* [Problem to solve]:
Find the line containing "Target: weathered wood". Retype it and every line after it through the end of the entries, exactly as written, with nothing added.

## Start

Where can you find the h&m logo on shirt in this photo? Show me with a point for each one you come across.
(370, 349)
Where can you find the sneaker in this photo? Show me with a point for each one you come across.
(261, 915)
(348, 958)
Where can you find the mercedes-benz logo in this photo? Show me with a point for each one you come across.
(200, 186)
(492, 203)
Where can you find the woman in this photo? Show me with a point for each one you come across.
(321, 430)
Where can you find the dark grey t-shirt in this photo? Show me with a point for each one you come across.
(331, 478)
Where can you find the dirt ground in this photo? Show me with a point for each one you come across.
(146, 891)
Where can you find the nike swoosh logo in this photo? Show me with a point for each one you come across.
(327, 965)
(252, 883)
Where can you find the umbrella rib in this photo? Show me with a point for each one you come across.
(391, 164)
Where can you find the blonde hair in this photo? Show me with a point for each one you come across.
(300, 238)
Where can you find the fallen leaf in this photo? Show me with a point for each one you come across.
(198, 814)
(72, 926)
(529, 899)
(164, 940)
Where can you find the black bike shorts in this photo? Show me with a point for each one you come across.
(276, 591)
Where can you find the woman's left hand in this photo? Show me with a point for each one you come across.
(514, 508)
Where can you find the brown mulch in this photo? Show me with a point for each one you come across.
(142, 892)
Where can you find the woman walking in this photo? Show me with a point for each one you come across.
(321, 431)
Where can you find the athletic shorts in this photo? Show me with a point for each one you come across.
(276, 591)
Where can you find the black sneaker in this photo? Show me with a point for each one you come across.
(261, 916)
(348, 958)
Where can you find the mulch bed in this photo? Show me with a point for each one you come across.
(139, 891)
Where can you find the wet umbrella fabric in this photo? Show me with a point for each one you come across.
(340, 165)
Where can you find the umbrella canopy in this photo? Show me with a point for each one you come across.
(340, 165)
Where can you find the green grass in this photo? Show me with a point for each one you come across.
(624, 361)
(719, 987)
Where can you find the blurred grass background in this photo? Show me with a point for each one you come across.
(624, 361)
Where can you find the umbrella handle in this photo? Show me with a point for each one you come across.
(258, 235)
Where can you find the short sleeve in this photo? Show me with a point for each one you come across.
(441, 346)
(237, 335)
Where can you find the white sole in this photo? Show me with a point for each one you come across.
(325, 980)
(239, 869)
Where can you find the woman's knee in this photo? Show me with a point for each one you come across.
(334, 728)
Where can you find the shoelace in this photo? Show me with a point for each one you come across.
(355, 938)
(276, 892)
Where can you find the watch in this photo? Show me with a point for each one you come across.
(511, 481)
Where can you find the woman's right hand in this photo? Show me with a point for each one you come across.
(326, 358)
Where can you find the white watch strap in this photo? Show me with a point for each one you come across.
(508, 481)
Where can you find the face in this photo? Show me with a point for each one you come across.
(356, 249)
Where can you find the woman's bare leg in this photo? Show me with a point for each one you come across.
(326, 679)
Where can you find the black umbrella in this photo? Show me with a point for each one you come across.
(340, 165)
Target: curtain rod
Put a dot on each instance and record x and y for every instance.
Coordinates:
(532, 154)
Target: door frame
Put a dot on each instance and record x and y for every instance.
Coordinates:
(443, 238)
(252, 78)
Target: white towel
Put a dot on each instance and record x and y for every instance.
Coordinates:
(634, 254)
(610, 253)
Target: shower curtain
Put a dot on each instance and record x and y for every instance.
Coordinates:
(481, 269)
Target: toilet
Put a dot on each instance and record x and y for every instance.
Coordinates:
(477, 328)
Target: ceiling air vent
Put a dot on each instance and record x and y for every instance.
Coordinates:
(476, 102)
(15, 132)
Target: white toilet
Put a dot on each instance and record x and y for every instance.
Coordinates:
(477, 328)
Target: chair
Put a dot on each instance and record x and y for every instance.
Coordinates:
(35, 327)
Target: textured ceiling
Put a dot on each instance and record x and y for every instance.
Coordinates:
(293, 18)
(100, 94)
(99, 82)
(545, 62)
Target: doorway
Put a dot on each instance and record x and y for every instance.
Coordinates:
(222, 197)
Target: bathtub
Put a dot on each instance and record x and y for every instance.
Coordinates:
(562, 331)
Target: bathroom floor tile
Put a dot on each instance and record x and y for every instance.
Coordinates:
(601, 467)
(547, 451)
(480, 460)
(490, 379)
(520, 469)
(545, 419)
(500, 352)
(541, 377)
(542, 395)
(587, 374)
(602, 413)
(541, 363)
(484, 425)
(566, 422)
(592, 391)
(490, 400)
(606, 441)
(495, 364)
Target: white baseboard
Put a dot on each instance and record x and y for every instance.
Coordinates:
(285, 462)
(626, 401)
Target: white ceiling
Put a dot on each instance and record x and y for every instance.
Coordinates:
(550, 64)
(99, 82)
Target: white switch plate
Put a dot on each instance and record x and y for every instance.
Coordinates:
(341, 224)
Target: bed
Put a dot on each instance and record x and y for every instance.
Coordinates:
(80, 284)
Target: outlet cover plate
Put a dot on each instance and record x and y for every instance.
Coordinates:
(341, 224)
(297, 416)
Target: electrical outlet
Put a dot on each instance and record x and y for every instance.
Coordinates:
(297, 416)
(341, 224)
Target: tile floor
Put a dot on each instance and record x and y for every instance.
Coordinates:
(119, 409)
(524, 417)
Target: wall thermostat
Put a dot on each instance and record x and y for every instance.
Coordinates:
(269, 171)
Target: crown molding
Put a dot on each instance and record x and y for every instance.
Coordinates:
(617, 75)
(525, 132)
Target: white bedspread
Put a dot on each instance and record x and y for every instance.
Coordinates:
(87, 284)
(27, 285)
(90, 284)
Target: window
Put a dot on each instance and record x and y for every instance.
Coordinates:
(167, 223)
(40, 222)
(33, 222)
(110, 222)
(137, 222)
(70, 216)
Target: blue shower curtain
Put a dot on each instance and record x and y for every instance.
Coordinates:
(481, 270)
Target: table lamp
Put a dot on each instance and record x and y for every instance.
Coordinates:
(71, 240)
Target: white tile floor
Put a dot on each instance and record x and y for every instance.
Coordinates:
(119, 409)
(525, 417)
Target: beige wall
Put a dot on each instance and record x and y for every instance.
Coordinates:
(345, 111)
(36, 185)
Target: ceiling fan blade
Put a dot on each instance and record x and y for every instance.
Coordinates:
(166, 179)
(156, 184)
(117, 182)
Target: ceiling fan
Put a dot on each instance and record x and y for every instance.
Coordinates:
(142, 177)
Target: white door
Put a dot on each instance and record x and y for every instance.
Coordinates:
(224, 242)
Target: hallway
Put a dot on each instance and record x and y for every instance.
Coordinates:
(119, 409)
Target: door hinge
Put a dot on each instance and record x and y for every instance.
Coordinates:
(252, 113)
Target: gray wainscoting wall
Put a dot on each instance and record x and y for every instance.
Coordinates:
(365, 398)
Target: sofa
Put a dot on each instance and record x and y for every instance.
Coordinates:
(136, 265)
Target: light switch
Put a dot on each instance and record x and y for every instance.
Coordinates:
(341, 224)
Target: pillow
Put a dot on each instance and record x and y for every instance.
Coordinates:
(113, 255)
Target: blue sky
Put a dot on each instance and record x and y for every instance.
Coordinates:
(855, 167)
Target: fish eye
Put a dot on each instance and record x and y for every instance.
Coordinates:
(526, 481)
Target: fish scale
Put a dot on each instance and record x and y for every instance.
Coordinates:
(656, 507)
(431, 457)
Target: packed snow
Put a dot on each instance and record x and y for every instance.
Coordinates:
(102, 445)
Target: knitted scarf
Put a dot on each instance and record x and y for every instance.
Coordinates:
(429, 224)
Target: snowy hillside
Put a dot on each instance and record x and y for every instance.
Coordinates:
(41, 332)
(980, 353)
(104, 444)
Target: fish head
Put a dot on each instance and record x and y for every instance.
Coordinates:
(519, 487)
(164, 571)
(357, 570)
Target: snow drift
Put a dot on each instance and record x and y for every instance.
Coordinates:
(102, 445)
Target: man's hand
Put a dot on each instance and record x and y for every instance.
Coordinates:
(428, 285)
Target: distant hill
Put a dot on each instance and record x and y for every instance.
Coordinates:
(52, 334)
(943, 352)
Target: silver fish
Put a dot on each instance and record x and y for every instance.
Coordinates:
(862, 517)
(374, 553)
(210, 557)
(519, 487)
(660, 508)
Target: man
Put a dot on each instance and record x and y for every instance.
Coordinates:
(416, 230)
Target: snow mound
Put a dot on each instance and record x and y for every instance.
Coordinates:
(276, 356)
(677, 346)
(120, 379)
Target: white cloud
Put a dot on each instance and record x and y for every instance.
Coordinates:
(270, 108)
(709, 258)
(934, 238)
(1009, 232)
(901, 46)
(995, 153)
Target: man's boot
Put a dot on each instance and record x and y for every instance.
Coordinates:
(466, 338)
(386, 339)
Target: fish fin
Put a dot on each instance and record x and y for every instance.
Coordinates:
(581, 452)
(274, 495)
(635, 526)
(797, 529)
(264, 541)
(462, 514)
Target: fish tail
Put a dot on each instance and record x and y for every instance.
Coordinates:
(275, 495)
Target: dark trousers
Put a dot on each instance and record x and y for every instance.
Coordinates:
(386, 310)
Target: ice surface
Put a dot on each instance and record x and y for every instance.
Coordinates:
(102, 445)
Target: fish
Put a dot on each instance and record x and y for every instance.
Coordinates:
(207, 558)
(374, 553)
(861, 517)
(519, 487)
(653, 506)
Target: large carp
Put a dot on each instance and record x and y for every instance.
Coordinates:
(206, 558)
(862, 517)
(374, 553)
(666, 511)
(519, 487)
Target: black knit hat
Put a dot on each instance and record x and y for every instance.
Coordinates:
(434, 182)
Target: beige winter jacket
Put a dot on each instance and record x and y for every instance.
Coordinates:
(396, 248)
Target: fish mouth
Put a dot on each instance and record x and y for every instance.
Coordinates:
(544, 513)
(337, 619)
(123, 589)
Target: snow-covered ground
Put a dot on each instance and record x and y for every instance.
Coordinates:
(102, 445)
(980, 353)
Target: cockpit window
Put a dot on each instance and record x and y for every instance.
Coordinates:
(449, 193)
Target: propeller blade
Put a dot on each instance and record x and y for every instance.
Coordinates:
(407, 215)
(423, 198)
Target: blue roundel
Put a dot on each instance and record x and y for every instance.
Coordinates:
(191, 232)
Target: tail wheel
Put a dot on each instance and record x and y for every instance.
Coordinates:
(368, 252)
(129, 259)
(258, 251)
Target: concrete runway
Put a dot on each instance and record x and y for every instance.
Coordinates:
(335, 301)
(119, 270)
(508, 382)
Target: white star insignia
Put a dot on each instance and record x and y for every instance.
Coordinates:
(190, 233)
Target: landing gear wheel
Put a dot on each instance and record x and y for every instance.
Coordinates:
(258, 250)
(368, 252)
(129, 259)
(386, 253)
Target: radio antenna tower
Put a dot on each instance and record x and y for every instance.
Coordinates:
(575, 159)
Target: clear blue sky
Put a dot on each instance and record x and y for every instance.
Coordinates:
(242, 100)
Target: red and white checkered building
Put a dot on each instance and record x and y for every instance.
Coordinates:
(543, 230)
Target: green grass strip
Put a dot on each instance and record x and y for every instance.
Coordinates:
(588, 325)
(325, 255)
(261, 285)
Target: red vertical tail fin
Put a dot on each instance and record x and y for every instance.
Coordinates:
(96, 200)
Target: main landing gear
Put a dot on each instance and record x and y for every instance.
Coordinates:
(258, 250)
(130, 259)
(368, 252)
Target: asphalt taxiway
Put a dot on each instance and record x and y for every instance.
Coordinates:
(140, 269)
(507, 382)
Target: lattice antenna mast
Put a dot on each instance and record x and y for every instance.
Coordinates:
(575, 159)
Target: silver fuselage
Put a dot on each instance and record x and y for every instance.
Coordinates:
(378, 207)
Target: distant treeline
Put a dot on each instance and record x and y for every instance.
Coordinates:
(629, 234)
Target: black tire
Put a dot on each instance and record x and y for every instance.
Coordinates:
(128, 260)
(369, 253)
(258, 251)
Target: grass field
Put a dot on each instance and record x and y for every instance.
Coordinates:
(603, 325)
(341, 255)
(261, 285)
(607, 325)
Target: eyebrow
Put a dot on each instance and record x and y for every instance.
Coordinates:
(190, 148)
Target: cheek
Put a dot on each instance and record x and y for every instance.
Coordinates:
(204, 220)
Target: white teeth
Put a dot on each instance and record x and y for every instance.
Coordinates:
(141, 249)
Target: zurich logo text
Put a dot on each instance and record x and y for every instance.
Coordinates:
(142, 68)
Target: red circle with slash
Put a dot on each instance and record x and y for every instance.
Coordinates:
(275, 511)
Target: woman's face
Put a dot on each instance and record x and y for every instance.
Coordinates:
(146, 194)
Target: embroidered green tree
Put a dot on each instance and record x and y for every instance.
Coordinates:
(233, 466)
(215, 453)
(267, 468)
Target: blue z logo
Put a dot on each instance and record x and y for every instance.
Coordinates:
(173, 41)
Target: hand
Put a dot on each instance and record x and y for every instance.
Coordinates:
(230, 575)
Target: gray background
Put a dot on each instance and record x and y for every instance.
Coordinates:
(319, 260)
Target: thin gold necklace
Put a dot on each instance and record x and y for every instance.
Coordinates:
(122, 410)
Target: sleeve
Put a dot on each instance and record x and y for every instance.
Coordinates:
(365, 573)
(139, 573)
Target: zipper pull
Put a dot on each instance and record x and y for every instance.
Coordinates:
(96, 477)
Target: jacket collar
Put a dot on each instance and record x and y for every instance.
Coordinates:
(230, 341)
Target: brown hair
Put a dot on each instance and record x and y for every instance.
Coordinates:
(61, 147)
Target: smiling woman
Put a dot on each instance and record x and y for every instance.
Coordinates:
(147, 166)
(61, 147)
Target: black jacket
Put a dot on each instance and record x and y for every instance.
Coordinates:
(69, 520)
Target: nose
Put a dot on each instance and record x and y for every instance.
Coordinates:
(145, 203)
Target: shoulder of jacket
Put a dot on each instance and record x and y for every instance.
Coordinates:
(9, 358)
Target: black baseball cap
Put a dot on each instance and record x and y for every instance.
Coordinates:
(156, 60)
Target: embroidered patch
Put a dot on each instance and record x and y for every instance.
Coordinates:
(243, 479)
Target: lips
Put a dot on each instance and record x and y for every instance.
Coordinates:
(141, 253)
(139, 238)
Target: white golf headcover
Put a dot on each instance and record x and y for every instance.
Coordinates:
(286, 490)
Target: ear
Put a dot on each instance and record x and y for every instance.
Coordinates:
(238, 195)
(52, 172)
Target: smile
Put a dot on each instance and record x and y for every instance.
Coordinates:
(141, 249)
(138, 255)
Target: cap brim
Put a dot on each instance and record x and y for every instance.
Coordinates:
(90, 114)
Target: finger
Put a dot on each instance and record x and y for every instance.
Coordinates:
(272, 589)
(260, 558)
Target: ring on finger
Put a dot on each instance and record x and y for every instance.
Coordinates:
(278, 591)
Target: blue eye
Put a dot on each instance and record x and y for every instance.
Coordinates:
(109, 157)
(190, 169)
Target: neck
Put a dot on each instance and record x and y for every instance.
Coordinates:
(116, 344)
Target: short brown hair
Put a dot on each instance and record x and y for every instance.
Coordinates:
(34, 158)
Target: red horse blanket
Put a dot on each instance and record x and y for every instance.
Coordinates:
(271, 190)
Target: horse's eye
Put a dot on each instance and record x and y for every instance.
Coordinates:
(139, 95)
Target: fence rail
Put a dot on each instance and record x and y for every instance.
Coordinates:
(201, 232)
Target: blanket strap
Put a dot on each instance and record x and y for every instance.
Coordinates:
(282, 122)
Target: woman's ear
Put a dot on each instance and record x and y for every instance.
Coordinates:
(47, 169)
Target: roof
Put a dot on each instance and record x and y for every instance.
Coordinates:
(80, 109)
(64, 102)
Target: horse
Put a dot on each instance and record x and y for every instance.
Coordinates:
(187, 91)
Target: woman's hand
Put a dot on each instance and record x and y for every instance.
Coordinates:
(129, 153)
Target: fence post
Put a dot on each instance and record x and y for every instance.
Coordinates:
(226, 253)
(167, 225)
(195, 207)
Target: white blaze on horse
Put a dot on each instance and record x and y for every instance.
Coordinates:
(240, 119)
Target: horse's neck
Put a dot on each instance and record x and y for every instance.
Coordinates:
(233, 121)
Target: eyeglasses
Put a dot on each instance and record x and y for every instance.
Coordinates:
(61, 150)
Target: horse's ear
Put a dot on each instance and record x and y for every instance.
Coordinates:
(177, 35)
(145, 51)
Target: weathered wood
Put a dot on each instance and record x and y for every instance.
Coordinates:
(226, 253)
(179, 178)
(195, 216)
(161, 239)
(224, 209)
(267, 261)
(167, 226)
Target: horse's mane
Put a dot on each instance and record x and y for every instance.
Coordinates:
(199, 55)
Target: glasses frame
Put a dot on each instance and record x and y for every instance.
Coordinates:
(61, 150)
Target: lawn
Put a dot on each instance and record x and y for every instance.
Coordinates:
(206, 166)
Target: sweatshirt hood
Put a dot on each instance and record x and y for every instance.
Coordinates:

## End

* [Response to this exercise]:
Target: weathered wood
Put a dot on each instance and record x and y for every instance.
Coordinates:
(226, 253)
(179, 178)
(195, 216)
(161, 239)
(224, 209)
(267, 261)
(167, 226)
Target: horse's mane
Put a dot on each instance and record x and y for every instance.
Coordinates:
(199, 55)
Target: glasses frame
Put a dot on each instance and record x and y for every instance.
Coordinates:
(61, 150)
Target: lawn
Put a dot on each instance and record x and y for every instance.
Coordinates:
(206, 166)
Target: sweatshirt hood
Put a dot on each instance and record x and y for every instance.
Coordinates:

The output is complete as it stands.